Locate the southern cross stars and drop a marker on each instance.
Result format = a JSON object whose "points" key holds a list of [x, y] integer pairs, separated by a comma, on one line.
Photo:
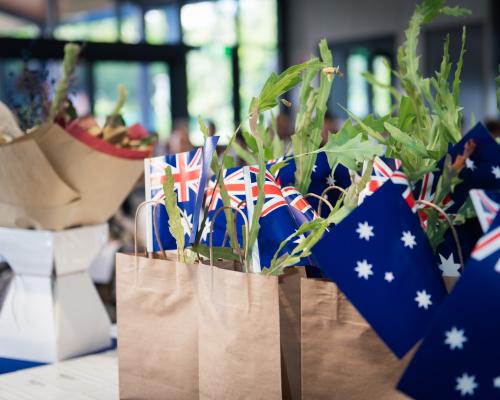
{"points": [[469, 164], [496, 382], [495, 170], [423, 299], [330, 181], [448, 266], [466, 384], [389, 276], [363, 269], [408, 239], [455, 338], [365, 231]]}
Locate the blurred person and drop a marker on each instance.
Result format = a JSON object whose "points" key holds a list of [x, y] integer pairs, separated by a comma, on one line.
{"points": [[331, 125], [211, 128], [494, 127], [179, 140]]}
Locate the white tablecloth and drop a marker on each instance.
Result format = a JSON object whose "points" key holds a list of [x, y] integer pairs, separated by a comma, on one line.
{"points": [[92, 377]]}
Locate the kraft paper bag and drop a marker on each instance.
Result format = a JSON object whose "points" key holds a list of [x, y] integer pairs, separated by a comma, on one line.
{"points": [[239, 335], [342, 357], [157, 315], [289, 300], [51, 180]]}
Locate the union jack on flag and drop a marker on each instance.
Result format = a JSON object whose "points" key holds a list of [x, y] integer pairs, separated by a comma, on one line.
{"points": [[299, 206], [236, 188], [487, 245], [485, 205], [383, 170], [186, 170]]}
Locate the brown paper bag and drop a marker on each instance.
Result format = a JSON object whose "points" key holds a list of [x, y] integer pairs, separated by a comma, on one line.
{"points": [[289, 301], [342, 357], [51, 180], [239, 335], [157, 314]]}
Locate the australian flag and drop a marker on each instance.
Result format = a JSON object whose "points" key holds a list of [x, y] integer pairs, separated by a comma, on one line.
{"points": [[385, 169], [486, 204], [381, 259], [189, 170], [459, 357], [481, 171], [276, 221], [321, 178]]}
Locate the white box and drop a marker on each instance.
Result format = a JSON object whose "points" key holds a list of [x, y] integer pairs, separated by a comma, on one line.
{"points": [[52, 310]]}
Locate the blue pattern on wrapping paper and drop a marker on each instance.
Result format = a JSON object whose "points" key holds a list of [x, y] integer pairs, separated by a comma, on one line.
{"points": [[275, 227], [468, 234], [188, 207], [485, 156], [189, 198], [319, 176], [472, 306], [390, 307]]}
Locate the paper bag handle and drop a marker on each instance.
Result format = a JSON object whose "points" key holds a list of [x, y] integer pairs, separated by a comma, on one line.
{"points": [[452, 228], [321, 201], [329, 189], [247, 234], [155, 225]]}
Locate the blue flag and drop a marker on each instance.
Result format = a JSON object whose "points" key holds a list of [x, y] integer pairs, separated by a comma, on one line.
{"points": [[481, 171], [321, 178], [381, 259], [460, 356], [189, 170], [276, 221]]}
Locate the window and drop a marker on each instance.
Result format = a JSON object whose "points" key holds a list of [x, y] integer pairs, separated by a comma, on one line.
{"points": [[353, 91], [218, 27]]}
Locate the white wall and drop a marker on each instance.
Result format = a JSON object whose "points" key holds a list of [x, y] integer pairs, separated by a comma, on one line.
{"points": [[341, 20]]}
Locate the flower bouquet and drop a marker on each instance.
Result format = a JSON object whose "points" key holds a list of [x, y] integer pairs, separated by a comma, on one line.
{"points": [[400, 223]]}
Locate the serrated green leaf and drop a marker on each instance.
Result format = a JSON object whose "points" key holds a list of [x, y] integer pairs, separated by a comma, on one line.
{"points": [[173, 211], [456, 11], [413, 145], [350, 152]]}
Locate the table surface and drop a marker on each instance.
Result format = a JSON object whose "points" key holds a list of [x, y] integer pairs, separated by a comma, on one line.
{"points": [[92, 377]]}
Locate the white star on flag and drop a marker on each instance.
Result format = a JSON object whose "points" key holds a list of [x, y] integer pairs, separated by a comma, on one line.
{"points": [[466, 384], [330, 181], [496, 382], [363, 269], [365, 231], [299, 239], [389, 277], [423, 299], [448, 266], [186, 221], [408, 239], [495, 170], [469, 164], [455, 338], [206, 230]]}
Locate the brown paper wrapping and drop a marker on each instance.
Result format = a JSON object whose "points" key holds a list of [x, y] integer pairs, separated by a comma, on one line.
{"points": [[50, 180], [239, 335], [157, 314], [342, 357]]}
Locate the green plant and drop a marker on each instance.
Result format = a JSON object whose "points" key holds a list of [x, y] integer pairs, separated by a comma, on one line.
{"points": [[71, 52]]}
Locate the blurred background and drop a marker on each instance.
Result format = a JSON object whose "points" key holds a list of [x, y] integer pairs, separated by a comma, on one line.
{"points": [[181, 59], [184, 59]]}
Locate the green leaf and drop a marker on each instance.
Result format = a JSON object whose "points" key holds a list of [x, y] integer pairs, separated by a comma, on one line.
{"points": [[340, 149], [412, 144], [173, 211], [456, 11], [224, 253], [203, 127]]}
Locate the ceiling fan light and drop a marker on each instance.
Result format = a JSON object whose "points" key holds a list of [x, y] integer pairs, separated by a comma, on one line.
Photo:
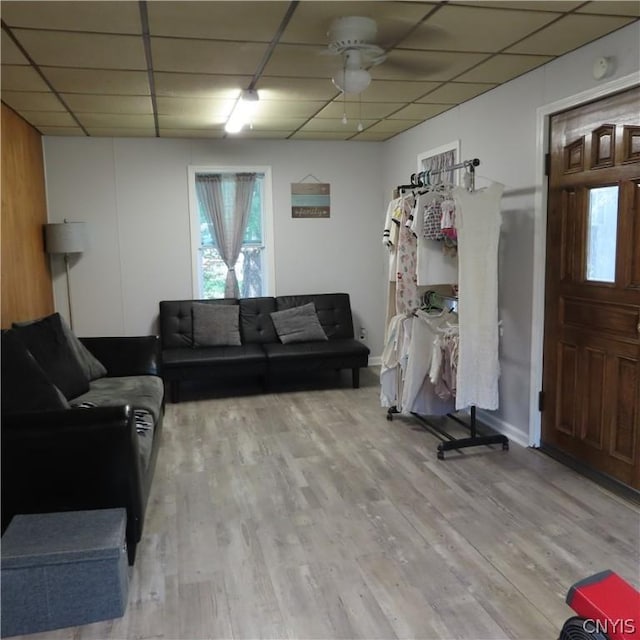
{"points": [[243, 111], [351, 80]]}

▸ **练习说明**:
把上面的所有行原样抄写一遍，答案中不要包含图片。

▸ **正确输出**:
Locate the southern cross stars and drop a marker on each instance.
Result format = a JSON object whose "points" key holds a list of [x, y] integer pairs, separated by a comma, on one line.
Photo:
{"points": [[469, 164], [496, 382], [495, 170], [423, 299], [330, 181], [448, 266], [466, 384], [389, 276], [363, 269], [408, 239], [455, 338], [365, 231]]}
Locate the blurred person and drop a marker on each instance.
Result format = a JSON object whose "points" key holds a list of [x, y] integer pairs, separated by a comma, on one line.
{"points": [[331, 125], [211, 128], [494, 127], [179, 140]]}
Locate the white tablecloth and drop a marker on each instance.
Result format = a JSON object whose "points" key holds a list of [x, y] integer pairs, separated by a comma, on one line.
{"points": [[92, 377]]}
Locate the kraft paper bag and drop a marker on each instance.
Result format = a JSON object whose "points" key holds a list of [x, y] integer pairs, separated by a comma, on one line.
{"points": [[239, 335], [342, 357], [157, 315], [289, 300], [51, 180]]}
Locate the union jack on flag and drop a marker on each instance.
Result format = a JSON object whose "points" key holds a list of [x, y] integer pairs, separated by a comma, on one line.
{"points": [[299, 206], [236, 188], [487, 245], [485, 205], [383, 170], [186, 170]]}
Locate the brown paper bag and drop a marker on each instance.
Result format = a JSON object whose "points" key holds a list of [x, y] integer pairs, separated by a comma, on one line.
{"points": [[289, 301], [342, 357], [51, 180], [239, 335], [157, 314]]}
Locate the australian flag and drop a marker on each instance.
Result format = a JSON object whose "points" key holds a list of [x, y] integer pairs, separated by a comma, on one line.
{"points": [[385, 169], [486, 204], [381, 259], [189, 170], [459, 357], [481, 171], [276, 221], [321, 178]]}
Locate the white box and drop a marker on each instance.
Result format = a JSON object whose "points" key holds a list of [x, y] integer pairs, separated by a comma, on one line.
{"points": [[52, 310]]}
Locate the blue pattern on wrapping paper and drop a marker on each instance.
Result format = a JSON object whose "points" key holds a list of [x, y] integer pairs, separated by a comma, on one line.
{"points": [[275, 227], [468, 234], [188, 207], [485, 156], [189, 198], [319, 176], [472, 306], [390, 307]]}
Locate the paper bag handle and drop a marker on each instance.
Result format = a JSON object whose "points" key holds a list of [x, y] integer pairs, separated by a comma, on one line.
{"points": [[452, 228], [321, 201], [329, 189], [247, 234], [155, 225]]}
Locate the blue flag and drop a marker on each instance.
Result format = a JSON object whose "points" key holds a list of [x, y] integer pairs, separated by a comma, on one line.
{"points": [[481, 171], [321, 178], [381, 259], [460, 356], [189, 170], [276, 221]]}
Locate the window and drop a marker on each instance.
Result format = a JSON object whose "points" key holds a list of [x, y] integer pairs, separated by a comma, on one line.
{"points": [[353, 91], [218, 27]]}
Locate the white wall and drop a marker on each instance.
Result format = a JSON object whose "points" key holds a list of [x, y] integer pairs, separated by a comma, on one line.
{"points": [[341, 20]]}
Locate the flower bouquet and drop a marker on each instance.
Result format = a JSON object whose "points" key holds a list of [x, y] integer pairs, separated by a comma, on one line.
{"points": [[400, 223]]}
Locate the serrated green leaf and drop a marker on each instance.
Result format = a JSON object whose "points" key holds a list of [x, y] integer pairs, separated by a comma, on one line.
{"points": [[173, 211], [456, 11], [413, 145], [350, 152]]}
Locate the table surface and drop a marker on each instance.
Result format = a JSON object whose "points" key holds a list of [x, y] integer pairs, separated by a comma, on one line.
{"points": [[92, 377]]}
Locate the white star on flag and drop a marker on each instance.
Result format = a JSON object whose "points" key holds a list of [x, y] integer pairs, separated by a comma, on one line.
{"points": [[466, 384], [330, 181], [496, 382], [363, 269], [365, 231], [299, 239], [389, 277], [423, 299], [448, 266], [186, 221], [408, 239], [495, 170], [469, 164], [455, 338], [206, 230]]}
Locate the brown paper wrapping and drop a marker on each instance.
Result format = a JSON object whose "points" key holds a list of [x, y] integer pairs, separated by a comma, on one line.
{"points": [[50, 180], [239, 335], [157, 314], [342, 357]]}
Locate the green plant and drop a marker on each instance.
Result format = a JSON object whose "points" key holds a list of [x, y] integer pairs, separated by a comma, on one line.
{"points": [[71, 52]]}
Locate the blurred background and drop a marker on each instance.
Result format = a JSON object whose "points" key holds a list of [x, y] integer pairs, separated by a comma, on one line.
{"points": [[181, 59], [184, 59]]}
Locate the green leaf and drop a marker on each instance.
Result format = a JSON object whose "points" key holds a list of [x, y] integer pairs, separated by a comma, on one line.
{"points": [[340, 149], [412, 144], [173, 211], [456, 11], [224, 253], [203, 127]]}
Locate the ceiling fan light and drop a marker on each instance.
Result format = a JSON object whose "points" key holds a list of [x, y] integer pairs, separated by a comma, on one line.
Photo:
{"points": [[243, 111], [351, 80]]}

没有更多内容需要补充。